Nothing in the entries below may be altered; print them as they stand.

TASK INPUT —
-*-*-

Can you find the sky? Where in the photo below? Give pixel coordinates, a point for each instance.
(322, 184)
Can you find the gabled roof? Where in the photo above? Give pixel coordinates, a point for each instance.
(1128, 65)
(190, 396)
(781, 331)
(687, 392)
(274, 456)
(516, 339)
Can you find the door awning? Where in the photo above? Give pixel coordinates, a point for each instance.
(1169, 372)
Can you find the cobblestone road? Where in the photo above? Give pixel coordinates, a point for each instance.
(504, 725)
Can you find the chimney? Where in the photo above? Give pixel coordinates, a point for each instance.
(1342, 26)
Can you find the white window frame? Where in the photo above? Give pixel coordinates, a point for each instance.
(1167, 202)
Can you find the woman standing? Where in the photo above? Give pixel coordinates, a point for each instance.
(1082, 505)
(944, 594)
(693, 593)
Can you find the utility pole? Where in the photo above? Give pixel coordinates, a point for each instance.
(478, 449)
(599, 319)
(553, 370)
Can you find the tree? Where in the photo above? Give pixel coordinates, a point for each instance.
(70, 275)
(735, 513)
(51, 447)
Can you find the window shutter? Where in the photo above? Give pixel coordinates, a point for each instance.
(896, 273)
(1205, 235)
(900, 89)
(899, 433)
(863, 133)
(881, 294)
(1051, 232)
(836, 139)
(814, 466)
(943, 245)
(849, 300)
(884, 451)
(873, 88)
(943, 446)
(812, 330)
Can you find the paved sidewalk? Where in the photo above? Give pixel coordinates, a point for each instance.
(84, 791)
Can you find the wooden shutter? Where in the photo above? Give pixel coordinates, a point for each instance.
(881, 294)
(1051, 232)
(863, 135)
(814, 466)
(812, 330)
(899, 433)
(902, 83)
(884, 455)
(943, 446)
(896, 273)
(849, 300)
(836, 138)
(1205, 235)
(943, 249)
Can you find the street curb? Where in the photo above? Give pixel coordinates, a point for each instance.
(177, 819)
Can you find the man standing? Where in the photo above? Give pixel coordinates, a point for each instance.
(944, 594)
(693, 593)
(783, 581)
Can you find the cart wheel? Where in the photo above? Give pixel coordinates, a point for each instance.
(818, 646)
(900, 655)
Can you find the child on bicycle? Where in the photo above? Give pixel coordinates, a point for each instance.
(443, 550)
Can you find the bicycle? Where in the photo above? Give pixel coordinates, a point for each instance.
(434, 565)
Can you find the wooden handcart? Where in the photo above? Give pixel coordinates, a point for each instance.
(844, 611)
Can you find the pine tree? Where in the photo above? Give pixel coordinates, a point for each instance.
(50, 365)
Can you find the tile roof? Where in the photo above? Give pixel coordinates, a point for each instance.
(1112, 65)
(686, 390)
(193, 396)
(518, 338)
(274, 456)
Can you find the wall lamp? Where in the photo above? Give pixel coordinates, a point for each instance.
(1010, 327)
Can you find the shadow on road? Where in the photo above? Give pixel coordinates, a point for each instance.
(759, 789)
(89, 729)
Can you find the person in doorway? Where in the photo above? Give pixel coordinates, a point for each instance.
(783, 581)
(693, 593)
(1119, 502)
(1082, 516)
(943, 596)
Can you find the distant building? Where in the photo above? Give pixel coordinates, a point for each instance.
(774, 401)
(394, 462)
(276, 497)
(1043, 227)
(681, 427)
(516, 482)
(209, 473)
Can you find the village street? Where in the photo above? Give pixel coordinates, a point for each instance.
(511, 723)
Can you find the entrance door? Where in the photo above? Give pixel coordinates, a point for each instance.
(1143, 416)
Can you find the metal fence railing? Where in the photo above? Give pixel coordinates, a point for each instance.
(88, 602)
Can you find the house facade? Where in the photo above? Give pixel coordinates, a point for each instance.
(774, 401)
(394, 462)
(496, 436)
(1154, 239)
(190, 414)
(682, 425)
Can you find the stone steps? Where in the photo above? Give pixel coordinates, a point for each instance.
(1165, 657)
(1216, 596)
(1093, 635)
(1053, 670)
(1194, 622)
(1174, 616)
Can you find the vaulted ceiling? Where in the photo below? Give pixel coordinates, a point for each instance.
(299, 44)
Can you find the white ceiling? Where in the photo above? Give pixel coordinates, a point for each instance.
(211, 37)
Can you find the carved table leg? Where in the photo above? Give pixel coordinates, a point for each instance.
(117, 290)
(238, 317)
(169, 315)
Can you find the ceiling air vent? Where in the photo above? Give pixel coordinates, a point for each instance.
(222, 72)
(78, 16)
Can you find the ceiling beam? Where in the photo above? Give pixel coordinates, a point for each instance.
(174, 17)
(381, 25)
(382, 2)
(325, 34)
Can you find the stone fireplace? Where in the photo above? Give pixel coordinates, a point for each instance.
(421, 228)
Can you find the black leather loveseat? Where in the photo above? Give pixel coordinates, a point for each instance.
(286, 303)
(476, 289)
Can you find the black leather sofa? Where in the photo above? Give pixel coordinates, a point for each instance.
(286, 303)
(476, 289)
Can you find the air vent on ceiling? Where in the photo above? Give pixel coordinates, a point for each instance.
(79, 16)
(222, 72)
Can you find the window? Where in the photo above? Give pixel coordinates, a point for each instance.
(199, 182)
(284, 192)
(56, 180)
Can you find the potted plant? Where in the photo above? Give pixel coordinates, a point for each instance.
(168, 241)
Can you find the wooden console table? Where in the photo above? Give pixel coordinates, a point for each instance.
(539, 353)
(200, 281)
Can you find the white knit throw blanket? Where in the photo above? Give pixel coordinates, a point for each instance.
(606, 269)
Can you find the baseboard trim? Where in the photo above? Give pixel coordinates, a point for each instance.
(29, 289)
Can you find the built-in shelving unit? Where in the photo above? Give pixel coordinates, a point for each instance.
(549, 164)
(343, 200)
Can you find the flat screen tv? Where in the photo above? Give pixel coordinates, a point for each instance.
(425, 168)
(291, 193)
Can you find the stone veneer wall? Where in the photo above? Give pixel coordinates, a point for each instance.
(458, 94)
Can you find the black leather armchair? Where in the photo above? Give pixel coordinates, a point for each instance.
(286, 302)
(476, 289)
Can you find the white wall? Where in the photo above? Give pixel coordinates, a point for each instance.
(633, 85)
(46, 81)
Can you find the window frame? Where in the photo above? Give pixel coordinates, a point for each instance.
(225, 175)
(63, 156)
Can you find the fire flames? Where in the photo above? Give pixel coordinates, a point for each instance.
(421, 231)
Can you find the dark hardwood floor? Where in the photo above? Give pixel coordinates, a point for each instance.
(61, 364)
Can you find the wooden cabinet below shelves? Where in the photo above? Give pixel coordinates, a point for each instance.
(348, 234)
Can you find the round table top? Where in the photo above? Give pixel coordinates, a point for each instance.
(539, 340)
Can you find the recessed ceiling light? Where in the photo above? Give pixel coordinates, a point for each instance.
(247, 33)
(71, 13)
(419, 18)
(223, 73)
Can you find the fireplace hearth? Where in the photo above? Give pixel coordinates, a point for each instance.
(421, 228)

-*-*-

TASK OUTPUT —
Can you find the sky? Where in the photo below? Give pixel coordinates, a point for each instance.
(322, 184)
Can you find the gabled roof? Where in the photo above? Give pixel coordinates, a point for each instance.
(1128, 65)
(190, 396)
(781, 331)
(687, 392)
(274, 456)
(516, 339)
Can you find the door awning? Where in the photo above? Give pixel coordinates, a point for each instance.
(1169, 372)
Can you find the cobblestone road? Where in the photo above? Give pixel coordinates, a point for each instance.
(504, 725)
Can you find the chimney? Where in the photo above? Give pixel coordinates, a point for each instance.
(1342, 26)
Can you find the white window frame? Where in the photo above? Give pixel coordinates, a point for each instance.
(1167, 202)
Can you find the woman standing? Where in the photo above? Give pixel coordinates, a point for each instance.
(1082, 505)
(944, 594)
(693, 593)
Can you find the utility pole? Where in the photo above? Give pixel coordinates, a point for each instance.
(478, 449)
(599, 319)
(553, 370)
Can you find the tree? Where in the photo above? Give pixel coordinates, a point for each instance.
(70, 275)
(735, 513)
(51, 447)
Can you find the window shutter? Where in the photo above? Give pixel coordinates, a point for each instance.
(896, 273)
(1205, 235)
(900, 89)
(899, 433)
(863, 133)
(881, 294)
(1051, 232)
(836, 139)
(814, 466)
(943, 245)
(849, 300)
(884, 451)
(873, 88)
(943, 446)
(812, 330)
Can you find the paved sidewalk? Where in the photo above? Give pixel coordinates, a point for each instance.
(84, 791)
Can you find the wooden shutter? Where in the photo above? Give pixel coordinates, a point for each instance.
(881, 294)
(1051, 232)
(863, 135)
(814, 466)
(812, 330)
(899, 433)
(902, 83)
(884, 455)
(943, 446)
(896, 273)
(849, 300)
(836, 138)
(1205, 235)
(943, 249)
Can you find the street curb? Where in the photo above? Give pixel coordinates, a point for each instance.
(177, 819)
Can you find the man standing? Where in the photo above? Give pixel coordinates, a point for each instance.
(944, 594)
(693, 593)
(783, 581)
Can you find the cart wheel? Where in the photo above? Give pixel coordinates, a point for each instance.
(818, 646)
(900, 655)
Can you find the child on bicycle? Where in the photo above? Give pixel coordinates, a point for each instance.
(443, 550)
Can you find the bicycle? Where in the photo above? Give pixel coordinates, a point for each instance.
(434, 565)
Can you find the wooden handcart? Where in the photo above? Give pixel coordinates, a point for each instance.
(844, 611)
Can you find the pine tree? Where in the photo above? Give pixel coordinates, a point for each instance.
(50, 365)
Can you find the tile roof? Where in the photo above? Give pixel coordinates, a point for each instance.
(1112, 65)
(686, 390)
(193, 396)
(518, 338)
(274, 456)
Can you find the wall lamp? Where in the photo above? Give pixel coordinates, a point for each instance.
(1010, 327)
Can you find the shadow on road? Where in the photo above? Give pixel coordinates, a point for each instance.
(759, 789)
(89, 729)
Can you find the person in doorway? Where in the photo above? Give pixel coordinates, a point for each instance.
(783, 581)
(693, 593)
(1119, 502)
(1082, 516)
(943, 596)
Can you find the distant building? Where in the photo above? Give pixel coordinates, a point for each instance.
(774, 401)
(394, 462)
(276, 497)
(1043, 227)
(681, 427)
(516, 482)
(209, 473)
Can you find the village street? Where in the photo above? Give pixel coordinates, a point for each instance.
(511, 723)
Can you find the entrance door? Where in the photo above? Give pixel coordinates, a point for each instance.
(1143, 416)
Can you find the metal fence railing? Where in the photo above? Give pixel coordinates, a point for each instance.
(88, 602)
Can you find the house facade? Where in the photo above? Give pixel coordinates, a point for each instance.
(774, 401)
(394, 462)
(496, 436)
(1154, 239)
(190, 414)
(682, 425)
Can you find the stone steps? Where in the photo above? Give pixel coordinates, a point for each instance.
(1165, 657)
(1216, 596)
(1093, 635)
(1053, 670)
(1194, 622)
(1174, 616)
Can you find the vaulted ceiling? Where in the photo below? Give pixel coordinates, a point for each instance.
(299, 44)
Can you find the white ceiling? Where in the photo above? Give pixel coordinates, a point for each instance.
(211, 37)
Can you find the carved table leg? Where in the photo above? Give pixel coordinates, a point for each instance.
(117, 290)
(238, 317)
(169, 315)
Can you find the ceiling air vent? Where in the photo above? Give pixel coordinates, a point for each instance.
(222, 72)
(78, 16)
Can you find the ceiling beam? Where in the photo above? Give pixel coordinates, a point for each instance.
(174, 17)
(381, 25)
(382, 2)
(325, 34)
Can you find the stone fireplace? Where in the photo above? Give pixel coordinates, a point for each instance.
(421, 228)
Can you find the black leather loveseat? Where in the photo above? Give pixel coordinates, a point for each instance.
(286, 303)
(476, 289)
Can you find the black leather sofa? Where in the photo above? Give pixel coordinates, a point for each instance.
(286, 303)
(476, 289)
Can you find the air vent on ceiling? Where in the photo above? Give pixel coordinates, a point for each instance.
(79, 16)
(222, 72)
Can you find the window? Where in the photo above? Give pixel coordinates, a point for each instance.
(199, 182)
(284, 192)
(56, 180)
Can you find the potted plant? Where in the photo above? Give pixel coordinates, a point for each instance.
(168, 241)
Can you find the wooden console table? Where in the photo above? Give pixel coordinates, a point for each instance.
(539, 353)
(200, 281)
Can you find the white knit throw blanket? Where in the photo above? Give pixel coordinates, a point for each instance.
(606, 269)
Can you find the baseboard trim? Where in the photo above? Give pixel coordinates, a point for each instance.
(29, 289)
Can you find the built-in shelving unit? Where in the photo above? Give pixel coordinates, a point for each instance.
(549, 164)
(343, 200)
Can you find the flat screen tv? Where in the photo above? Give pixel coordinates, a point for each instance.
(425, 168)
(291, 193)
Can you find the stone veneer wall? Where in the photo above? Give pixel coordinates, a point for each instance.
(458, 94)
Can you find the black leather armchair? Where in the photo above? Give pixel coordinates, a point for each instance.
(286, 302)
(476, 289)
Can you find the white wall? Where in the photo above? Give pixel coordinates, a point for each instance.
(633, 85)
(46, 81)
Can you find the window frame? Where in the photo above? Give pixel coordinates, a point for each instance.
(225, 175)
(63, 156)
Can you find the fire flames? Where in the photo above? Give pixel coordinates, a point for each instance.
(421, 231)
Can you find the dark hardwood floor? Where in the photo above? Give pixel coordinates, a point for each instance.
(61, 364)
Can you find the wooden cabinet below shelves? Where in the photo above? Give pixel coordinates, a point for each instance.
(348, 234)
Can you find the round table top? Where in the photo above? Give pixel coordinates, a point for each instance.
(539, 340)
Can you find the recessed ceiling light? Where in the photo above? Give pixel coordinates, a point for each instance.
(247, 33)
(71, 13)
(419, 18)
(223, 73)
Can you find the fireplace hearth? Where in the photo above? Give pixel coordinates, a point for each instance.
(421, 228)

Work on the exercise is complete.